◆ Source document
'''

1

I have a very large folder of images (train_dir), as well as a CSV file containing the class labels for each of those images(train_df). Because the data is huge, I'd like to take only a sample of images (say 25%) along with labels(train_df); How would I be doing this in R Programming?

My "train_dir" folder has around 150,000 images = ('1.png','2.png',....) and my CSV file looks something similar to CSV file - train_df

What would be the approach to go about making r-script that can do this?

1 Answers1

0

Something along the lines of the following code will

  1. get an subset of the row numbers, to serve as an index into train_df;
  2. Subset train_df, and get a sample of PNG filenames. Since column "id" is a factor, convert it to character.
  3. To each filename, apply a read PNG function. In this case I have used png::readPNG, but others can be used in the same way.

The code then becomes the following.

perc  <- 0.25
n <- nrow(train_df)
i <- sample(n, n*perc)

'''

◆ Data supplied
'''

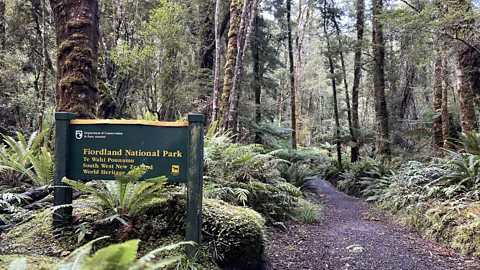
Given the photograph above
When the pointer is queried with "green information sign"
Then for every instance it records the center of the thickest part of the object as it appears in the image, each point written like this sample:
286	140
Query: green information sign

'''

◆ Work instructions
A - Translate this sentence from the R image-sampling thread into French: "Since column "id" is a factor, convert it to character."
B - Reproduce, line for line, the entry about the green information sign that follows the R image-sampling thread, leaving the picture out.

◆ Results in order
A - Comme la colonne « id » est un facteur, convertissez-la en caractères.

B -
Given the photograph above
When the pointer is queried with "green information sign"
Then for every instance it records the center of the thickest part of the object as it appears in the image, each point written like this sample:
286	140
Query: green information sign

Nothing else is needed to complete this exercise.